# [Source extract]
- - - - -

Hacker News new | ask | show | jobs
by jesuscyborg 2045 days ago
Yes. ASCII uses \b as the combining character mark which is a convention that's always been widely supported by typesetting programs such as less and nroff. For example, A\b_ is A̲, and you can do the same thing with apostrophe and tilde for accent marks. There's also UNICODE emojis where two codepoints in sequence get joined together as a single glyph. Never underestimate the creative ways text can be used, or that standards just codify a long history of practices.
1 comments

Er, I was asking about unicode joining, not this roff \b thing. Sorry for the confusion. I'm aware that multiple-codepoint unicode glyphs exist; I'm asking if any of those involve a codepoint in the ASCII (1-127) range which cannot be normalized to a single codepoint (e.g., e + ' normalizes to a single codepoint é).
Of course. Take for example mͫ (m+m) there's no way to represent that as a single codepoint. Combining marks can also be overlaid multiple times, e.g. m͚ͫ (m+m+∞) so the number of glyphs you can create is limitless. There's only a tiny number of the combinations that are possible which have a tinier normalized form. The new UNICODE combining marks work by almost exactly the same principles as the \b ASCII combining mark. That's why I mentioned it earlier.
Thanks!

- - - - -

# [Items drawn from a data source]

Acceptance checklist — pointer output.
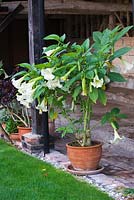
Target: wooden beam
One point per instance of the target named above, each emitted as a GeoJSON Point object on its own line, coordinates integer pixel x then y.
{"type": "Point", "coordinates": [76, 7]}
{"type": "Point", "coordinates": [10, 16]}
{"type": "Point", "coordinates": [36, 34]}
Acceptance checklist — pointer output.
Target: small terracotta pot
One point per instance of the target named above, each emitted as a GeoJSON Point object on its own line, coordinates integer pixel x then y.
{"type": "Point", "coordinates": [85, 158]}
{"type": "Point", "coordinates": [14, 136]}
{"type": "Point", "coordinates": [23, 130]}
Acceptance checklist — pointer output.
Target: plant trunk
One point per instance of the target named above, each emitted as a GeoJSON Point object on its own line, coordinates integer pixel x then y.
{"type": "Point", "coordinates": [86, 140]}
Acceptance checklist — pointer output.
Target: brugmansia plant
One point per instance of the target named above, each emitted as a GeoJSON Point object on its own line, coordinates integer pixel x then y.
{"type": "Point", "coordinates": [74, 76]}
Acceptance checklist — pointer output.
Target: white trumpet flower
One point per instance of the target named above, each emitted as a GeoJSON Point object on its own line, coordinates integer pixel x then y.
{"type": "Point", "coordinates": [47, 74]}
{"type": "Point", "coordinates": [97, 83]}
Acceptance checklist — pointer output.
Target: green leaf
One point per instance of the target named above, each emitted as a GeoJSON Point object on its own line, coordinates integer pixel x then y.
{"type": "Point", "coordinates": [86, 44]}
{"type": "Point", "coordinates": [122, 33]}
{"type": "Point", "coordinates": [122, 116]}
{"type": "Point", "coordinates": [102, 96]}
{"type": "Point", "coordinates": [105, 118]}
{"type": "Point", "coordinates": [115, 111]}
{"type": "Point", "coordinates": [77, 91]}
{"type": "Point", "coordinates": [63, 37]}
{"type": "Point", "coordinates": [25, 65]}
{"type": "Point", "coordinates": [97, 36]}
{"type": "Point", "coordinates": [22, 73]}
{"type": "Point", "coordinates": [94, 95]}
{"type": "Point", "coordinates": [39, 91]}
{"type": "Point", "coordinates": [116, 77]}
{"type": "Point", "coordinates": [52, 37]}
{"type": "Point", "coordinates": [71, 81]}
{"type": "Point", "coordinates": [115, 124]}
{"type": "Point", "coordinates": [89, 74]}
{"type": "Point", "coordinates": [119, 53]}
{"type": "Point", "coordinates": [51, 47]}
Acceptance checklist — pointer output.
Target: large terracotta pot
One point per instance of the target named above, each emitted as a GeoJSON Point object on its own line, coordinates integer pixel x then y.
{"type": "Point", "coordinates": [23, 130]}
{"type": "Point", "coordinates": [85, 158]}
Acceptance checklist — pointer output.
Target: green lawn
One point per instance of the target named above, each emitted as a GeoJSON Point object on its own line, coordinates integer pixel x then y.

- - - - -

# [Task to carry out]
From the thread on combining characters, extract the passage between "Hacker News new" and "history of practices.", inclusive.

# [Complete answer]
Hacker News new | ask | show | jobs
by jesuscyborg 2045 days ago
Yes. ASCII uses \b as the combining character mark which is a convention that's always been widely supported by typesetting programs such as less and nroff. For example, A\b_ is A̲, and you can do the same thing with apostrophe and tilde for accent marks. There's also UNICODE emojis where two codepoints in sequence get joined together as a single glyph. Never underestimate the creative ways text can be used, or that standards just codify a long history of practices.